> Text shown:
============

Something not quite human about award-winning short story

Yao Minji
Artificial intelligence is making writers think about their future and wondering if they could eventually be replaced in the creative process. 
Yao Minji
Something not quite human about award-winning short story

Artificial intelligence selected the best Chinese short stories of 2018, ranking a story by Nobel laureate Mo Yan second after a science fiction tale partially written using AI.

Did AI recognize its only peer amidst thousands of entries written by humans?

“I heard about this list, and it feels like science fiction itself. Just think about that, this AI found the only other AI, a complete stranger designed by different people, amidst thousands of entries,” Chen Qiufan, author of the winning entry, told Shanghai Daily.

“Isn’t that just very sci-fi in itself? You can’t even imagine science fiction like that.”

While some people, like Chen, are amazed that one AI device “recognized” another, others are re-thinking writing and creative works in general in a world where algorithms have already generated poetry, music, a Harry Potter chapter and, most recently, a painting sold at auction for US$432,000.

“I wanted to use this ranking to start a long overdue discussion here among writers — the meaning of our writing, and why do we write,” said Huang Dehai, deputy editor-in-chief of the Sinan Literary Journal, which published the ranking, and a veteran literary critic.

“I was also curious how AI would select best stories. Every year, there are many human-judged literary rankings, each with its own preference. I wondered how well AI could do.”

============

> Data section:

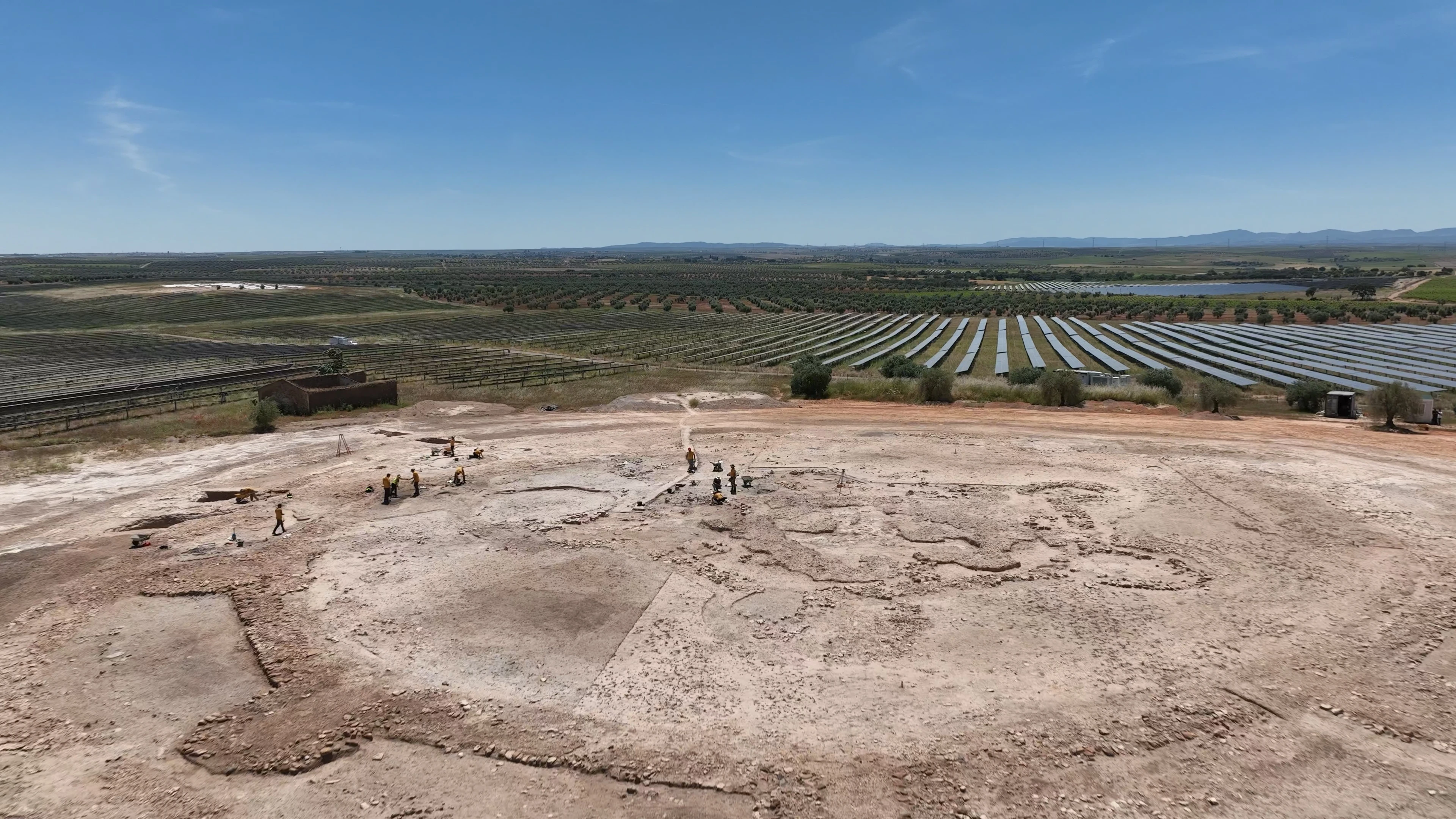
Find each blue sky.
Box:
[0,0,1456,252]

============

> List of tasks:
a: Translate this sentence from the article about the AI-ranked short story into Spanish: "Did AI recognize its only peer amidst thousands of entries written by humans?"
b: In the article about the AI-ranked short story, which journal published the ranking?
The lines are separate material, apart from the article about the AI-ranked short story.

> Solved problems:
a: ¿Reconoció la IA a su único par entre miles de obras escritas por humanos?

b: The Sinan Literary Journal.